TASK TO CARRY OUT. Output every line of the listing below as a numbered list, leaving out blank lines and the pictures.

--- Begin THE INPUT ---

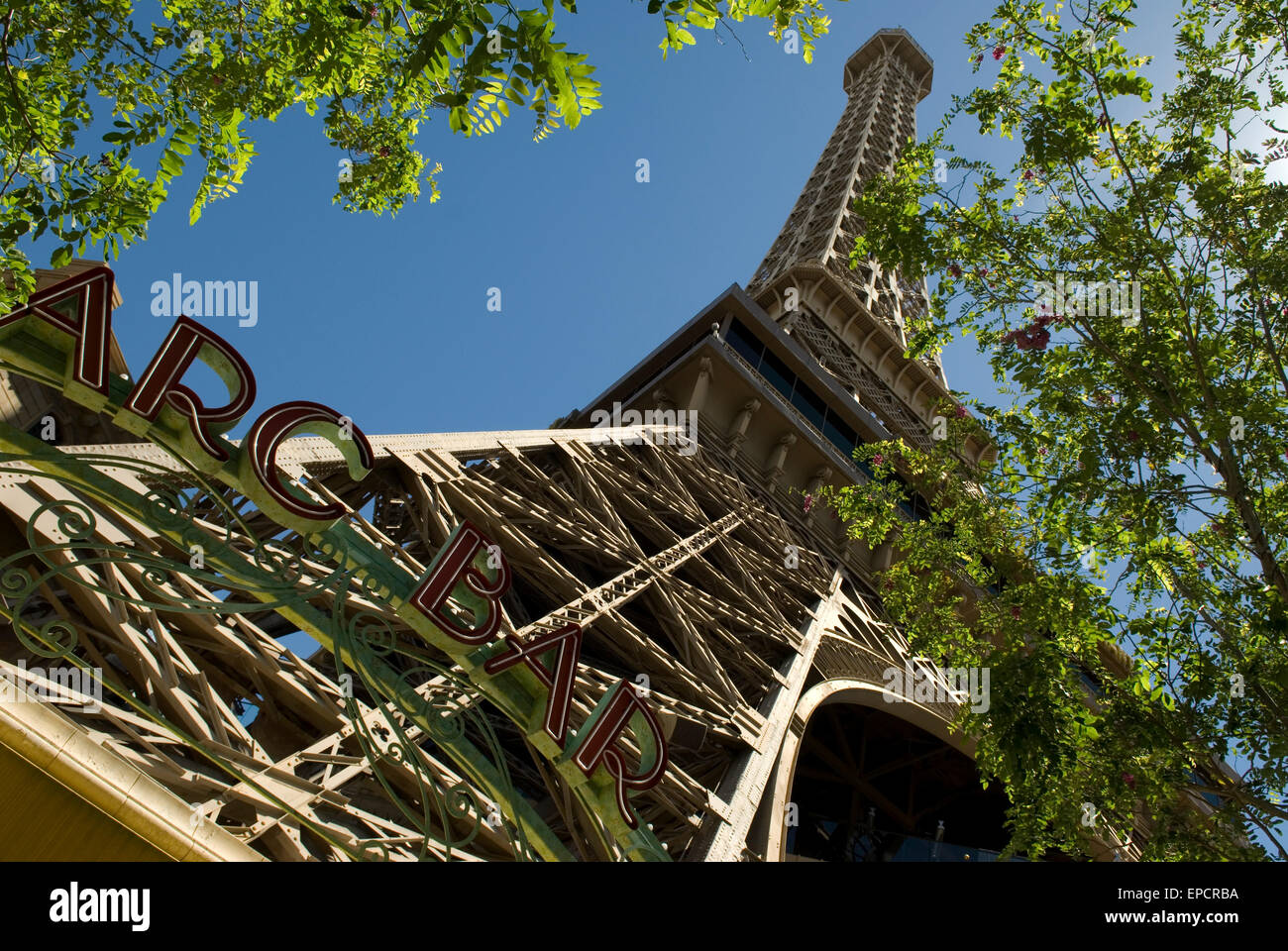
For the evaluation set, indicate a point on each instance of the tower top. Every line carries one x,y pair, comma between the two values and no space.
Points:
892,40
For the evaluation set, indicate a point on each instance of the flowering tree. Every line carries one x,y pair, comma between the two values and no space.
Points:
378,68
1121,566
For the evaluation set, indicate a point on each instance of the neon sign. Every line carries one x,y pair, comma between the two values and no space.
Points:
60,337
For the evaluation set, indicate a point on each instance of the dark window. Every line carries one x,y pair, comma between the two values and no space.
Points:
745,343
777,372
810,406
840,435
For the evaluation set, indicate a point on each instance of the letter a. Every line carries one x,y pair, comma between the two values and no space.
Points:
597,737
561,681
78,308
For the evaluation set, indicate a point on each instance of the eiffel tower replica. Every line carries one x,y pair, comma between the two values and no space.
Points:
673,519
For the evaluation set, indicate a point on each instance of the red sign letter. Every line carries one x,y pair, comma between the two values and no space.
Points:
88,321
561,681
160,382
455,566
274,427
595,745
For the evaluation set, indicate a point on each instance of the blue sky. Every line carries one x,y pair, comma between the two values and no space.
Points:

--- End THE INPUT ---

SOLVED PROBLEM.
1. For the evaluation set, indicate a point on each instance of the tower top. Every line carries one x,y pair, comma between the two values and no space.
2. Points:
3. 892,40
4. For the evaluation set, indicate a point on each instance of the flowering tree. Every line carries one x,y pair, comma between the two values and no space.
5. Points:
6. 378,68
7. 1121,566
8. For the evaluation set, indicate a point on each instance of the neon sign. Every line carries one x,y pair, comma between the two values and no space.
9. Points:
10. 60,337
11. For the evaluation set, indicate a point on each instance of the dark window. Every line carries one x,y pair, comma between the two values and no space.
12. Points:
13. 745,343
14. 777,372
15. 810,406
16. 840,435
17. For the evaluation set, indicate a point on each instance of the letter a. Every line carries one x,y pair, comma between the two values and no space.
18. Points:
19. 597,737
20. 561,681
21. 78,308
22. For the evaluation set, indicate a point on each instance of the eiffel tower replica. Every line carries one x,y pair, comma between the two values and no space.
23. Points:
24. 673,519
25. For the evaluation set, indicate a point on each instance of the red sign letter. Every line carries one x,y pair, comma between the two values and no space.
26. Points:
27. 88,321
28. 561,681
29. 160,382
30. 455,566
31. 274,427
32. 595,745
33. For the evaluation set, indicate a point on each instance of the blue sky. Every line carries one x,y pair, comma between the two values and no space.
34. Points:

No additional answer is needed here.